# Records supplied
BEGIN
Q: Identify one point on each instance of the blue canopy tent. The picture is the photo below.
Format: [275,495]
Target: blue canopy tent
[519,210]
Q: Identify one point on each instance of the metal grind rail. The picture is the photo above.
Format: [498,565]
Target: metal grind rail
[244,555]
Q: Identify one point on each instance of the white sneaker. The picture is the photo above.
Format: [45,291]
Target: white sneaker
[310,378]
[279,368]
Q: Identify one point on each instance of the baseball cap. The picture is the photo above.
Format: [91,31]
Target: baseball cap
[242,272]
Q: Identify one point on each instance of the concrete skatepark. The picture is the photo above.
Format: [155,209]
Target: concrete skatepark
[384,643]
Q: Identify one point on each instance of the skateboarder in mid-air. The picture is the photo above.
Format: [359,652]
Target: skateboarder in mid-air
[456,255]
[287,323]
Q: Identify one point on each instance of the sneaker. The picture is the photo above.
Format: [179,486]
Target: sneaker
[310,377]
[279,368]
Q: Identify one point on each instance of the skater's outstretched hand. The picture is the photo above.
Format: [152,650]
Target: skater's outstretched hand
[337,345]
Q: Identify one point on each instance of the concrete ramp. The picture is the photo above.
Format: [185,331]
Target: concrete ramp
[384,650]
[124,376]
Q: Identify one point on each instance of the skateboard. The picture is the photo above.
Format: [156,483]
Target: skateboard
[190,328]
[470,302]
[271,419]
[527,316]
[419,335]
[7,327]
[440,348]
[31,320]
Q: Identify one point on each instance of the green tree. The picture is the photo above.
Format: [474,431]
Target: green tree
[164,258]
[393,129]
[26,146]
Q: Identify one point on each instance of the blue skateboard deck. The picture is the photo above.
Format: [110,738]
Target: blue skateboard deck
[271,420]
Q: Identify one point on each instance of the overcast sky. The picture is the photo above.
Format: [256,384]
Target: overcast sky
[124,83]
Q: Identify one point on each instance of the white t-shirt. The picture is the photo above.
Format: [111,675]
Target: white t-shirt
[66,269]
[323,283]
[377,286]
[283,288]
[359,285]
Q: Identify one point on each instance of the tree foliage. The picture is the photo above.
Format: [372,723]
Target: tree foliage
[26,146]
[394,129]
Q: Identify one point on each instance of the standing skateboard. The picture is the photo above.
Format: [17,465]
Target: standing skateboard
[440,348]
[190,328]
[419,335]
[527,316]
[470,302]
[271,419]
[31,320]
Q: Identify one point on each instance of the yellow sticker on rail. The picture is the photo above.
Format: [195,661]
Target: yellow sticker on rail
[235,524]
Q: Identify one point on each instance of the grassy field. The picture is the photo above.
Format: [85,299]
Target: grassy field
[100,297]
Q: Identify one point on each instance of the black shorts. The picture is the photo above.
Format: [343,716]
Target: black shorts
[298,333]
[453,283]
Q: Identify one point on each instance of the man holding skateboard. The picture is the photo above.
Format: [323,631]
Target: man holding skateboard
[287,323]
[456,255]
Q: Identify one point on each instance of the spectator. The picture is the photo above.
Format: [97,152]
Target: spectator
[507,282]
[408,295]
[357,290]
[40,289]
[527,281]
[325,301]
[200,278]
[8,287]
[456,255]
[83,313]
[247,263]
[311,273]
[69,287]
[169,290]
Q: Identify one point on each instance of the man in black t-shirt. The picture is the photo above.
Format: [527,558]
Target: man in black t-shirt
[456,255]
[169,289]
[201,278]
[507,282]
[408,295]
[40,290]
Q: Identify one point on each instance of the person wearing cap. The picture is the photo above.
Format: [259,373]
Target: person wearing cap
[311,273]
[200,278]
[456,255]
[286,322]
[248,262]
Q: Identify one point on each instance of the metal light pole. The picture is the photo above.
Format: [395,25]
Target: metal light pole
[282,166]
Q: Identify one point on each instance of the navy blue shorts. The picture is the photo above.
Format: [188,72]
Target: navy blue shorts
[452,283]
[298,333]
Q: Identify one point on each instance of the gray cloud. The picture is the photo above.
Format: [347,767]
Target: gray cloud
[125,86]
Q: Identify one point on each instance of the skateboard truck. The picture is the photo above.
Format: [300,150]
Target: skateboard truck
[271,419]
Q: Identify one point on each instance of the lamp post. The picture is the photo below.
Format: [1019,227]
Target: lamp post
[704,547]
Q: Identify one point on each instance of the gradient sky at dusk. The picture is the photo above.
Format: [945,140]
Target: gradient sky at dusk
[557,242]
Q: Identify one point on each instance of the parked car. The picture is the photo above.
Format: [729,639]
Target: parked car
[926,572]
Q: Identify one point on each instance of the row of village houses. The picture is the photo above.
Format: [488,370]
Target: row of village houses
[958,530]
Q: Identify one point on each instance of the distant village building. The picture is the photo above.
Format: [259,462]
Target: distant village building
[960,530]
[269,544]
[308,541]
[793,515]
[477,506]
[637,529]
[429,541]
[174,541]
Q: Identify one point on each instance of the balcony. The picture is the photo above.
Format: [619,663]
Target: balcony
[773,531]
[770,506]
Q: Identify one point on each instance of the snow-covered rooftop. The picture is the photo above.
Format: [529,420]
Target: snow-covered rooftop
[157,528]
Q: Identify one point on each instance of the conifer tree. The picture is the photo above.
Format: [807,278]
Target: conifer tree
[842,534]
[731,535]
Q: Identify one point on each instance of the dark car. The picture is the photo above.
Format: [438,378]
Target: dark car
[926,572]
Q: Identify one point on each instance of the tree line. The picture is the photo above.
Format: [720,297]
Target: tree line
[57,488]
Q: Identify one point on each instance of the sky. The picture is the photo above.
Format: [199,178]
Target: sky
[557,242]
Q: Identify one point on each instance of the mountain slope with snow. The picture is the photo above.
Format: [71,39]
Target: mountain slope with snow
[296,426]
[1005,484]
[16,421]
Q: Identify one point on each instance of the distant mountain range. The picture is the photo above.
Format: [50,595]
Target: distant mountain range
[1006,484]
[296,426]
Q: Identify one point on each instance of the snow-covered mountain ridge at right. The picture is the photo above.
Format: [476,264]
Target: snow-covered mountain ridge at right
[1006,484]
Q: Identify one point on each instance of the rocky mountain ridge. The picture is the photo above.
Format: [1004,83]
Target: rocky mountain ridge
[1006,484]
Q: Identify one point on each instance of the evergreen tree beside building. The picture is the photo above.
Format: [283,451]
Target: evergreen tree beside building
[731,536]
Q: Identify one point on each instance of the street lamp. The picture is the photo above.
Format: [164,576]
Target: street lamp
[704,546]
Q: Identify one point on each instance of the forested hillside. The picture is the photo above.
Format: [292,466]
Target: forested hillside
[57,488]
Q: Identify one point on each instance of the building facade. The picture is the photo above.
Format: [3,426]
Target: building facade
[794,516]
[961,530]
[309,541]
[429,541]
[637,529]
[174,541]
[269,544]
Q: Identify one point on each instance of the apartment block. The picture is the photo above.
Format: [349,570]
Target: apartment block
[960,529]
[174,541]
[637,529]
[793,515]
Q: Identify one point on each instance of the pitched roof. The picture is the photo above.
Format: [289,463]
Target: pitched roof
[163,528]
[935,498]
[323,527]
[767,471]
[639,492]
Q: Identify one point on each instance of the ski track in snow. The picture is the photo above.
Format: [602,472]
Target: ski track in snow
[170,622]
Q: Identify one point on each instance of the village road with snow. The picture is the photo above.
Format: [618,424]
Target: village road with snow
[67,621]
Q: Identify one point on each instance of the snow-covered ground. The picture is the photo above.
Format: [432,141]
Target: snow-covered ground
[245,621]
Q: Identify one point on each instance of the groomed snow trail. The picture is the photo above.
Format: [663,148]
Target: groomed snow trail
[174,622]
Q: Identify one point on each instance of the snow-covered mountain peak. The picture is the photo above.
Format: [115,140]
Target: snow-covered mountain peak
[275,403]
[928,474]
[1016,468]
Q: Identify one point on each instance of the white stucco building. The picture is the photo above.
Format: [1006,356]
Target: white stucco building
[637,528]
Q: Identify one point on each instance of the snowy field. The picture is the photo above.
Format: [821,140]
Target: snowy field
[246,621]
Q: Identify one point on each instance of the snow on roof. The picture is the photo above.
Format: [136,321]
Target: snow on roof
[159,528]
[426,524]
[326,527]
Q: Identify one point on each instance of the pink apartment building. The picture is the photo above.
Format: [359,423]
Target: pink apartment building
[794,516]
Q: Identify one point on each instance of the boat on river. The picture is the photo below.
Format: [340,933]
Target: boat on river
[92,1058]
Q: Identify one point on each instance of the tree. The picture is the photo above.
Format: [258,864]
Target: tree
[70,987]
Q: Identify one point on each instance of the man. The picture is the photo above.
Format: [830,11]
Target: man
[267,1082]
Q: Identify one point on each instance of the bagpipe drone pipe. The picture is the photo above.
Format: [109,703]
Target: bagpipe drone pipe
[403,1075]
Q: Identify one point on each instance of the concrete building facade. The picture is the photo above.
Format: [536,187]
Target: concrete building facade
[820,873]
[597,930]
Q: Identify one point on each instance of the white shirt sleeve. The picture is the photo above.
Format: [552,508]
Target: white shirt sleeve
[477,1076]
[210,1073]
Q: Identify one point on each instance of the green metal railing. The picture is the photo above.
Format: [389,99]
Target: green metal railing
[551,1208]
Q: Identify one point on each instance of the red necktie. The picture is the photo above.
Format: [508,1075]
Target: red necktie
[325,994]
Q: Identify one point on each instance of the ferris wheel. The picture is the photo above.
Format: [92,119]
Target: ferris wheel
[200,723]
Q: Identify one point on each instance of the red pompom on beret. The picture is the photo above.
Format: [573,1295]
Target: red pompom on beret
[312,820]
END
# Task statement
Out of the records above, pick each line that contains the string "below".

# Solution to the exercise
Q: Identify one point on each instance of the blue canopy tent. The picture is the photo below.
Q: Identify one point on each instance of the lamp post. The picture is the photo below.
Q: Identify one point on each instance of the boat on river. The picture is the photo below.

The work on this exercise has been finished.